> _Work item_
Nothing outside the stretch is wanted. Repeat exactly the lines of the listing below from the one that contains "the rocky ridge." through the one that contains "of the exposed", both ends included.

(Records supplied)

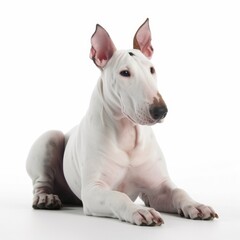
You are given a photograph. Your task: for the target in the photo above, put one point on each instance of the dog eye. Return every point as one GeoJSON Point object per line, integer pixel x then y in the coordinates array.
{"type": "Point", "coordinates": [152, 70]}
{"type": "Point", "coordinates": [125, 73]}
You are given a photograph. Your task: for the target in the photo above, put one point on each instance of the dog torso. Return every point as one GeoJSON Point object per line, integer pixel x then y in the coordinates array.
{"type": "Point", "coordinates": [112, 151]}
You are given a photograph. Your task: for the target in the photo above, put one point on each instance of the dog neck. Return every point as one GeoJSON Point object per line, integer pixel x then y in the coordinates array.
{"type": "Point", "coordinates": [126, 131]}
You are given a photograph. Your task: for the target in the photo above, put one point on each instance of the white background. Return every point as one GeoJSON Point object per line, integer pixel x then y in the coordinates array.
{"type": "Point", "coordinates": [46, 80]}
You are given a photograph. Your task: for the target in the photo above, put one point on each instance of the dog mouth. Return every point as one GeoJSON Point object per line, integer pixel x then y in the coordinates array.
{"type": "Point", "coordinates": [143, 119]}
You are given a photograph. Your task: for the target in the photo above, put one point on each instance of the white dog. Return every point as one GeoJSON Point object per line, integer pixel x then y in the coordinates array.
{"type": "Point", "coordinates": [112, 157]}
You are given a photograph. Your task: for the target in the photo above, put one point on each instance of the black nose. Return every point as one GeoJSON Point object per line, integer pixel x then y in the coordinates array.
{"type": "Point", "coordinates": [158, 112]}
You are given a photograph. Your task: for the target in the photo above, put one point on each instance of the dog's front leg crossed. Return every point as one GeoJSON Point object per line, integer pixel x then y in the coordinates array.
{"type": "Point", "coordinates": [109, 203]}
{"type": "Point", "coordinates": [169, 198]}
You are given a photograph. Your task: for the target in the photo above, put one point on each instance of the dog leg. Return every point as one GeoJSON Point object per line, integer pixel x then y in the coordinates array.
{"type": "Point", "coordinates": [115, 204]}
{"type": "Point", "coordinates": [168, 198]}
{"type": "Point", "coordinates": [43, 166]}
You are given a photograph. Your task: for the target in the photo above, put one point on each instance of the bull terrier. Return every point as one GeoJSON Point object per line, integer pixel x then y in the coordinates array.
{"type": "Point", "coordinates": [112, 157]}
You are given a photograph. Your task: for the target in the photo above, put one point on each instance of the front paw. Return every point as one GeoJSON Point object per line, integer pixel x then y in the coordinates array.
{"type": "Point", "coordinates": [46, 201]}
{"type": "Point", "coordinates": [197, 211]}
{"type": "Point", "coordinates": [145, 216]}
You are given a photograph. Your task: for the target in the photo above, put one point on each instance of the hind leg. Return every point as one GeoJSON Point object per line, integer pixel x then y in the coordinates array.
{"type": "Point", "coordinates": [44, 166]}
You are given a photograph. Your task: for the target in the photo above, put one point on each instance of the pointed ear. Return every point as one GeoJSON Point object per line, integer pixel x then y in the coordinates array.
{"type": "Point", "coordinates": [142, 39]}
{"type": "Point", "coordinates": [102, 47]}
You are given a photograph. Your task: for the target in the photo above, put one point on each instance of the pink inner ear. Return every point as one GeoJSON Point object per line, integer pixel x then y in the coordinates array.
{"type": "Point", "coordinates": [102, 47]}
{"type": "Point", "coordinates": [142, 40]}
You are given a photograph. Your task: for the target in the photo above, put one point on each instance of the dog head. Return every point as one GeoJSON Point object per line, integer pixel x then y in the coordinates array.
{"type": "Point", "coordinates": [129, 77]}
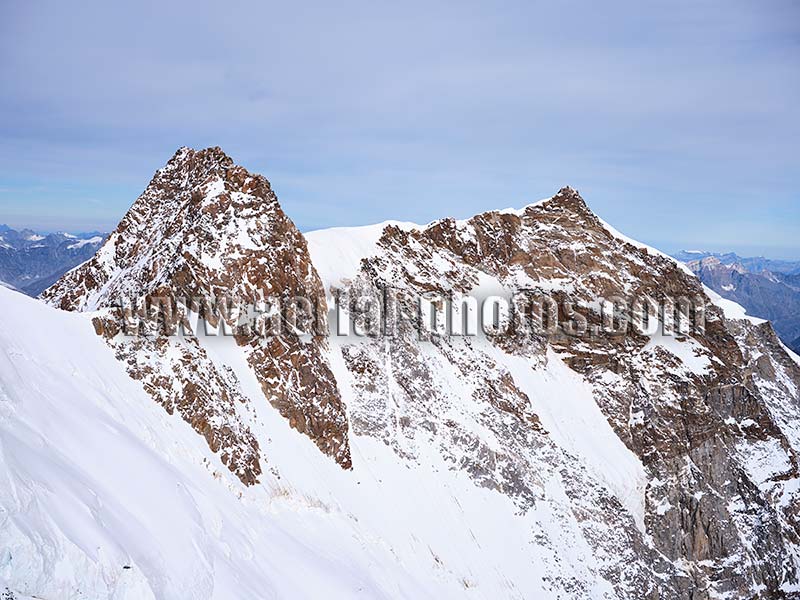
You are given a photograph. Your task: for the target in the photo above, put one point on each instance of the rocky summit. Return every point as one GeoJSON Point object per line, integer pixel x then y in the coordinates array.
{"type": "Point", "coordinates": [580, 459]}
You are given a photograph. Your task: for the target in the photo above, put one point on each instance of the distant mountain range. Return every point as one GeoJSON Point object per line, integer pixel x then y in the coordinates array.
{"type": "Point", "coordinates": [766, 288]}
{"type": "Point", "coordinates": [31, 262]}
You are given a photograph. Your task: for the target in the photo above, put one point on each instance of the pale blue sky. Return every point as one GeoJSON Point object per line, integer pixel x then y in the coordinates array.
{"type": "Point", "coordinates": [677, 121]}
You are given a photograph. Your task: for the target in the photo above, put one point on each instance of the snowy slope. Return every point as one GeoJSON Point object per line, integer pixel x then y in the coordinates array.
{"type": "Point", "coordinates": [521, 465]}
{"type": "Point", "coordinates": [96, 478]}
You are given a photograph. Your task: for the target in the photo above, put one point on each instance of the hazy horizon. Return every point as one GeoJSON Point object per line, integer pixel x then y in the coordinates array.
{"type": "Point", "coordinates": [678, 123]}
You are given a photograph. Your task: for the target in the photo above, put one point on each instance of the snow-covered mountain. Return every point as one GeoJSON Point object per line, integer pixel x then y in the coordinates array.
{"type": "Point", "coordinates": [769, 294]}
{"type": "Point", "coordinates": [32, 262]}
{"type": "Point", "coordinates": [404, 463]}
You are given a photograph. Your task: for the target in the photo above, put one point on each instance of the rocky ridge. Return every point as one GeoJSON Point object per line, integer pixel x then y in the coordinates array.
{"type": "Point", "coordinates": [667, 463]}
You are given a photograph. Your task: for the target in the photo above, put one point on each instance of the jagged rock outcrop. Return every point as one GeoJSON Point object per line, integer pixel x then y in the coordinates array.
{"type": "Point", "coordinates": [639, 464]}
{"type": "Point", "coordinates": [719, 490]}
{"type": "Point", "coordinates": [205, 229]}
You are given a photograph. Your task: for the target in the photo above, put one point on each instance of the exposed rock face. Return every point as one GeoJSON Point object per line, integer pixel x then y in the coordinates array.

(End Records supplied)
(Records supplied)

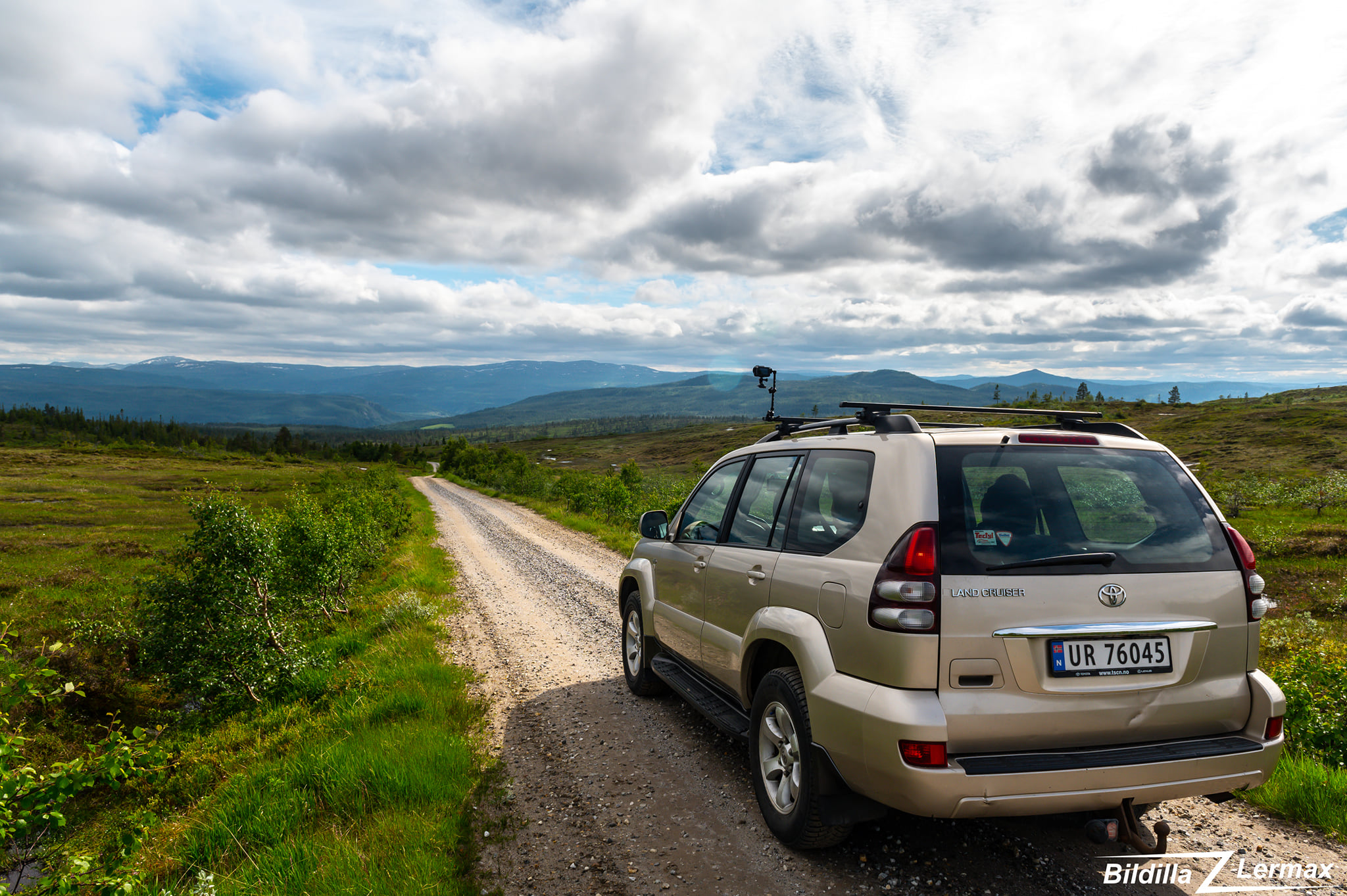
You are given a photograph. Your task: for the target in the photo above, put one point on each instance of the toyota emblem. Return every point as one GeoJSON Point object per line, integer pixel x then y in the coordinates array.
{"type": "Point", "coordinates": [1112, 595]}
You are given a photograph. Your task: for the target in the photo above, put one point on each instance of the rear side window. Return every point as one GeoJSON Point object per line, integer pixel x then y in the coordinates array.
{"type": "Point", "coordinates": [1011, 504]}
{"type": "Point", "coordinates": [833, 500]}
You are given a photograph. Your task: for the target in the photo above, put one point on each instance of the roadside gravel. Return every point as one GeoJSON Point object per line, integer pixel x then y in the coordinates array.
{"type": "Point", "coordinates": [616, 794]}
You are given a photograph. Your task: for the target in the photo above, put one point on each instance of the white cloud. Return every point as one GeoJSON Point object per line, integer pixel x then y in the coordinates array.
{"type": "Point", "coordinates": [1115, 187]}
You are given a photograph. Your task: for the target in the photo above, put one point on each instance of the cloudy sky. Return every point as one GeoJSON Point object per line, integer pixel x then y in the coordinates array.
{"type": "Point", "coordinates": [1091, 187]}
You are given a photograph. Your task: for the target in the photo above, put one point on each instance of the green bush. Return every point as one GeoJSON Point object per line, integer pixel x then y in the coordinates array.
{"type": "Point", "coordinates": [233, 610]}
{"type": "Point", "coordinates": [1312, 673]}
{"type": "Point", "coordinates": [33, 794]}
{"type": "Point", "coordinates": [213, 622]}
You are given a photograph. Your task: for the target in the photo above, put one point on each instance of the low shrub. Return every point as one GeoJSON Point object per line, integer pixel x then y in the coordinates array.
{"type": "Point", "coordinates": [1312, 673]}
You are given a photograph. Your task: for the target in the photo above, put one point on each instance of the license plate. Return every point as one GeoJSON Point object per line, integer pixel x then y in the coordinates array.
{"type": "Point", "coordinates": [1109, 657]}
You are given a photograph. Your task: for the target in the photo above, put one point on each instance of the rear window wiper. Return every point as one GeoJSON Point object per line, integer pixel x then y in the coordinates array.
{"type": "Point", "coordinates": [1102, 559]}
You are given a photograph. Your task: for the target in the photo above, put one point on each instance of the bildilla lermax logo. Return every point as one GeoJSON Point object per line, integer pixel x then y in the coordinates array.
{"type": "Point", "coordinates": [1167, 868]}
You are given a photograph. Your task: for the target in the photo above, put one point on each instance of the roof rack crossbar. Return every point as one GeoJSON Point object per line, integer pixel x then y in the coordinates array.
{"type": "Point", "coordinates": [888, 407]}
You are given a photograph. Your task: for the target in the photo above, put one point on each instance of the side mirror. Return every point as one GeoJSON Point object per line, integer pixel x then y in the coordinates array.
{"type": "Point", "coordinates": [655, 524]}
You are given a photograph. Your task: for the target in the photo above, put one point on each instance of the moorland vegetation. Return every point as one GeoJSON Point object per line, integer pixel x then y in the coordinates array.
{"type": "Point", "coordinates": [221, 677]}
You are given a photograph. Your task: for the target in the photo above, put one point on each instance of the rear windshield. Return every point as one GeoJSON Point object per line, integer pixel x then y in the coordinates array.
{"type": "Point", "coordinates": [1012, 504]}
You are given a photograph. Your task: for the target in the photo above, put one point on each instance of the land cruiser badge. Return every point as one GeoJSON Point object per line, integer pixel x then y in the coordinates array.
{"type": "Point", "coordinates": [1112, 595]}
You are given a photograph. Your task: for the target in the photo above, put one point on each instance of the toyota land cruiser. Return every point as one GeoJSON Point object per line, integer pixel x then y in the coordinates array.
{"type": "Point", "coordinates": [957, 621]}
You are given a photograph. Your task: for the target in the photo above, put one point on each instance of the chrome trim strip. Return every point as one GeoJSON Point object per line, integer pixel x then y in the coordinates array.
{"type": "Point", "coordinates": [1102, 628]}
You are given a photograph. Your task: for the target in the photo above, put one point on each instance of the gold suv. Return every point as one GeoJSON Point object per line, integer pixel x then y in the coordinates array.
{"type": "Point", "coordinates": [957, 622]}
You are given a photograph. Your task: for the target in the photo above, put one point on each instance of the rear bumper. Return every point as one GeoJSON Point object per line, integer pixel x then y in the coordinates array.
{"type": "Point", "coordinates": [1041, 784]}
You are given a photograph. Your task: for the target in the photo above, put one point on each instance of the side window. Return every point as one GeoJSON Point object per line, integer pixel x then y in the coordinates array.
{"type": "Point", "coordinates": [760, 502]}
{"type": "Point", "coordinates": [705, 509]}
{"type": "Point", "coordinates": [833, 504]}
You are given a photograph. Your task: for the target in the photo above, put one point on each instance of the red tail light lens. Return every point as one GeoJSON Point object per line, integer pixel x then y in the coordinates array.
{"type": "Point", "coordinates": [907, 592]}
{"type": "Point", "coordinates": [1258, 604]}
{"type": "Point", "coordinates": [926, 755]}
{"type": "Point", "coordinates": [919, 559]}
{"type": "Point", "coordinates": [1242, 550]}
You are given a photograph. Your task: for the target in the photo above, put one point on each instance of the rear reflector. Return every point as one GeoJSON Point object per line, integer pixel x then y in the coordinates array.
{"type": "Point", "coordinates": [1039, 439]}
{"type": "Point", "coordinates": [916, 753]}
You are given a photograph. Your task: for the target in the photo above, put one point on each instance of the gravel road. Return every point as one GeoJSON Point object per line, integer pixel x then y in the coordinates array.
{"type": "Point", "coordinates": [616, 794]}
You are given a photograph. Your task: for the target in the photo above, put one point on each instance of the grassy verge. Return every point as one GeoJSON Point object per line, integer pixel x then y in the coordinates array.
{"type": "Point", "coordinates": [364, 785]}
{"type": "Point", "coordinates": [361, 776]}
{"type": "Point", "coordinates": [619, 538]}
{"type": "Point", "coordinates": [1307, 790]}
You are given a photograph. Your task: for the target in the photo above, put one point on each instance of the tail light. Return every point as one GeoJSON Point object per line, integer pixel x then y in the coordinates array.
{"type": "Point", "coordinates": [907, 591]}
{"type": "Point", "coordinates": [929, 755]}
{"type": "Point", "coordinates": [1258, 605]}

(End Records supplied)
(Records supplied)

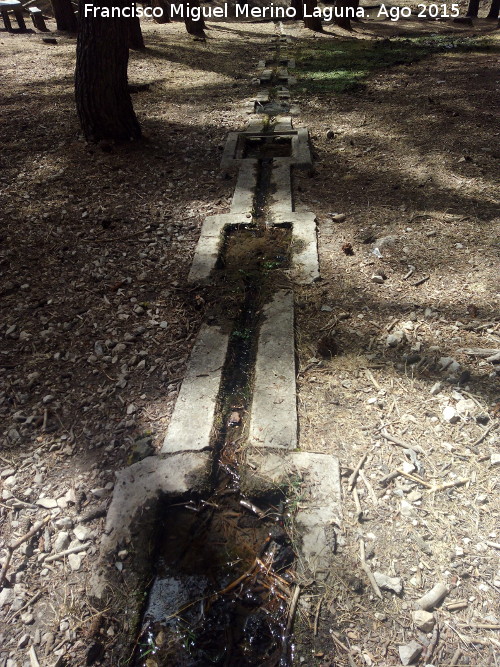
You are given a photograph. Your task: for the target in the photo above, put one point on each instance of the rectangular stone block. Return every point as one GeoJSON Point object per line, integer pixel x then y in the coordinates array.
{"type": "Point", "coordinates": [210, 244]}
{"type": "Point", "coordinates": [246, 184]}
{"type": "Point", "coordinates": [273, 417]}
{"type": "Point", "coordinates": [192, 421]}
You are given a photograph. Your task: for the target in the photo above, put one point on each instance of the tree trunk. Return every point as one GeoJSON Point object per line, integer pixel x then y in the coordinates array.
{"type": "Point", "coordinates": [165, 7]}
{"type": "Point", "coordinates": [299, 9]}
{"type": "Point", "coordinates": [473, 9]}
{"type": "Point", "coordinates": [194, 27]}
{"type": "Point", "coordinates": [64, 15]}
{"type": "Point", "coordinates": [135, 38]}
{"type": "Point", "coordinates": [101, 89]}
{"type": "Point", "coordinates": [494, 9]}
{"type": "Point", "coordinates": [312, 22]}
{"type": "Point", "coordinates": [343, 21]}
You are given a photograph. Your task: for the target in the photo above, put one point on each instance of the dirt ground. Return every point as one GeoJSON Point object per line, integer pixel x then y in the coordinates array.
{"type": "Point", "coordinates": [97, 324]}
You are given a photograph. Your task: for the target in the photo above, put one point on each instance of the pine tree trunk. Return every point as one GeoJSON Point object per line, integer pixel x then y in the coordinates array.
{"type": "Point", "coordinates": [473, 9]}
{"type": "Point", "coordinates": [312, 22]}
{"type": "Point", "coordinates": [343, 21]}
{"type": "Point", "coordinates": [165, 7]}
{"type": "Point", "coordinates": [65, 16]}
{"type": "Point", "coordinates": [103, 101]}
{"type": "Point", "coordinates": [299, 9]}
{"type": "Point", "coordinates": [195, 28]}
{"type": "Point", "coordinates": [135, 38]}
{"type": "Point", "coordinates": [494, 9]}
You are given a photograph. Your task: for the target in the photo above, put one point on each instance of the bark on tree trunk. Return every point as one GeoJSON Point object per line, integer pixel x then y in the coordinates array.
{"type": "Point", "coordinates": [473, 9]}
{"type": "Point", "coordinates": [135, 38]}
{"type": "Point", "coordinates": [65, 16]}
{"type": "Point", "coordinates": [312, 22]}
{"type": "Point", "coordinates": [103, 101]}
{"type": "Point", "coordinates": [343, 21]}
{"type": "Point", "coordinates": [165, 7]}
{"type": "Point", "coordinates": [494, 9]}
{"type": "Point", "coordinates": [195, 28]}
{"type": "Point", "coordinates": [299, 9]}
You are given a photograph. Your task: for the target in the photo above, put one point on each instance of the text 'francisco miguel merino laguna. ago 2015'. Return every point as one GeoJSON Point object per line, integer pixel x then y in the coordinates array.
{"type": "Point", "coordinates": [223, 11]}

(End Records supplied)

> _Response for this exercise_
You are given a photograph. Your task: for the target in the photo above, put one point on each instance of the rocky ridge. Return every point as one GeoJSON Point object per line, integer pixel x then y in the coordinates array.
{"type": "Point", "coordinates": [667, 463]}
You are given a photograph. Your task: for the target in the photo above, put one point on each instance of the jagged rock outcrop. Return every point as one GeoJSON Point object per line, integer pixel x then y in the coordinates array.
{"type": "Point", "coordinates": [639, 464]}
{"type": "Point", "coordinates": [719, 490]}
{"type": "Point", "coordinates": [205, 229]}
You are given a photograph. Your task: for the target in the photo above, put one point on each instance of the exposed rock face. Return every point as one GeoJSON Point object per line, integer pixel x then y in the coordinates array.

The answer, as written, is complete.